>>>
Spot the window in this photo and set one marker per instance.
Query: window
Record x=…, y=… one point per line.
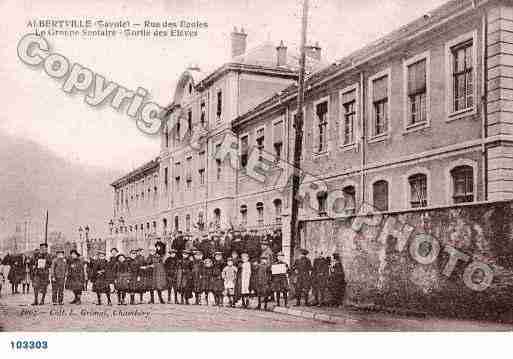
x=260, y=213
x=417, y=92
x=462, y=76
x=380, y=106
x=177, y=176
x=380, y=195
x=463, y=184
x=418, y=190
x=321, y=112
x=188, y=223
x=177, y=131
x=164, y=226
x=219, y=106
x=278, y=140
x=277, y=210
x=203, y=115
x=188, y=176
x=201, y=221
x=349, y=119
x=322, y=198
x=244, y=151
x=349, y=199
x=219, y=163
x=166, y=134
x=244, y=215
x=217, y=217
x=189, y=121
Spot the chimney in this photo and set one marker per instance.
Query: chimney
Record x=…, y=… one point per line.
x=313, y=51
x=238, y=41
x=281, y=54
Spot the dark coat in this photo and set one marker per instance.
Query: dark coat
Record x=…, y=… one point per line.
x=302, y=269
x=159, y=273
x=320, y=273
x=123, y=275
x=99, y=276
x=171, y=267
x=136, y=282
x=262, y=279
x=198, y=282
x=280, y=282
x=184, y=277
x=75, y=275
x=111, y=270
x=40, y=265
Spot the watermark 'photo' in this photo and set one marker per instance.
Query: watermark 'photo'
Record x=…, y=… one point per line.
x=255, y=166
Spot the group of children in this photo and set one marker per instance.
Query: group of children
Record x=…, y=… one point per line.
x=189, y=277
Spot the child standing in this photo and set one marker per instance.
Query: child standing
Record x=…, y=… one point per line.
x=279, y=279
x=244, y=280
x=229, y=275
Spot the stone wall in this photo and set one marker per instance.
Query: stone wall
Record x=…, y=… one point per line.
x=381, y=270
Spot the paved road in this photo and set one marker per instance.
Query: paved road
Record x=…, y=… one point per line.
x=16, y=314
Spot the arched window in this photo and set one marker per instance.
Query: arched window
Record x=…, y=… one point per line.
x=244, y=215
x=418, y=190
x=322, y=199
x=462, y=184
x=188, y=223
x=260, y=213
x=277, y=209
x=380, y=195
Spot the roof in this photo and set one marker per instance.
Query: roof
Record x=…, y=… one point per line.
x=387, y=43
x=136, y=173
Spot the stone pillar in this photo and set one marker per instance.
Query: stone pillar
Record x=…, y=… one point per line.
x=500, y=102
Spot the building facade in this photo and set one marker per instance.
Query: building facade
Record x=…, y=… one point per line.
x=420, y=118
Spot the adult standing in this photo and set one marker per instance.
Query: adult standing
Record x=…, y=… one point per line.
x=76, y=276
x=58, y=276
x=320, y=275
x=302, y=267
x=99, y=278
x=41, y=263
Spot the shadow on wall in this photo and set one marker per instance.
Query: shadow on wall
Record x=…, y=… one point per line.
x=381, y=269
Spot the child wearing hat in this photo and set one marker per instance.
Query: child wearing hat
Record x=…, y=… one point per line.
x=76, y=275
x=58, y=276
x=262, y=281
x=99, y=278
x=244, y=280
x=279, y=279
x=229, y=276
x=122, y=278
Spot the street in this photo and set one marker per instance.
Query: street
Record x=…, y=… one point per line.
x=16, y=314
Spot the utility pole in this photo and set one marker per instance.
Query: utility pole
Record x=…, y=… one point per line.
x=46, y=228
x=298, y=142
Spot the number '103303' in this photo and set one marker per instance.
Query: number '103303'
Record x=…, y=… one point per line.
x=29, y=344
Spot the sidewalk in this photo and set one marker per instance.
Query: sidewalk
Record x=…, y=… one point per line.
x=374, y=318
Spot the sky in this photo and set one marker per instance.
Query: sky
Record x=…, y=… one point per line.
x=35, y=107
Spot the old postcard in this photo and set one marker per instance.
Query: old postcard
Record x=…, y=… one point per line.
x=255, y=166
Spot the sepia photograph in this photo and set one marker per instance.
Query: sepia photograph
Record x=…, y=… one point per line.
x=255, y=166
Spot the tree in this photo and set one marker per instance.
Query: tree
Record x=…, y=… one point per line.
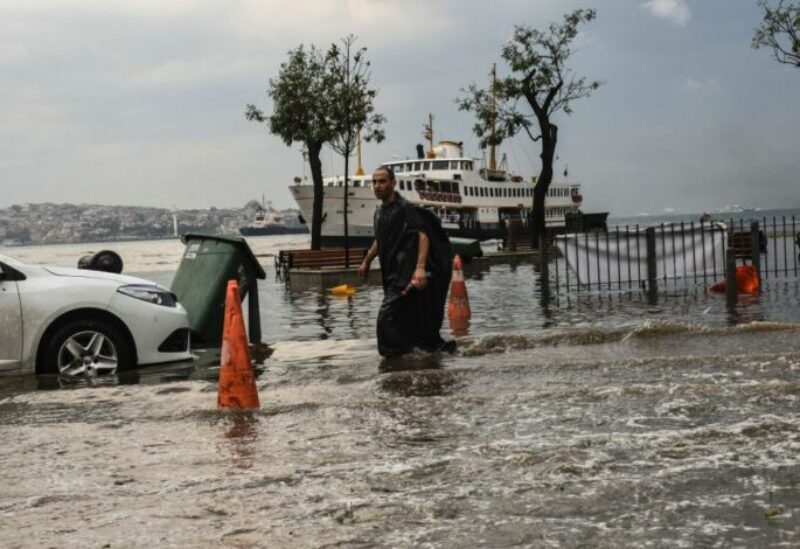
<<<
## TASK OBJECTIVE
Express every line of the rows, from the first one up to and including the line containing "x=281, y=54", as a JSON list of strings with one string per line. Skip blank lines and leave the pictures out.

## OUTPUT FOR THIS TASK
[
  "Spot the window in this photo and set one marker per instance.",
  "Query: window",
  "Record x=…, y=… one point per line.",
  "x=260, y=213",
  "x=417, y=92",
  "x=462, y=76",
  "x=380, y=106",
  "x=177, y=176",
  "x=380, y=195",
  "x=463, y=184",
  "x=418, y=190",
  "x=321, y=112",
  "x=188, y=223",
  "x=177, y=131",
  "x=164, y=226",
  "x=219, y=106",
  "x=278, y=140",
  "x=277, y=210",
  "x=203, y=115",
  "x=188, y=176",
  "x=201, y=221",
  "x=349, y=119",
  "x=322, y=198",
  "x=244, y=151",
  "x=349, y=199",
  "x=219, y=163",
  "x=166, y=134",
  "x=244, y=215",
  "x=217, y=217",
  "x=189, y=121",
  "Spot the chimney in this photo and set one marker per instance.",
  "Query: chimney",
  "Record x=…, y=… one point per line.",
  "x=313, y=51",
  "x=238, y=41",
  "x=281, y=54"
]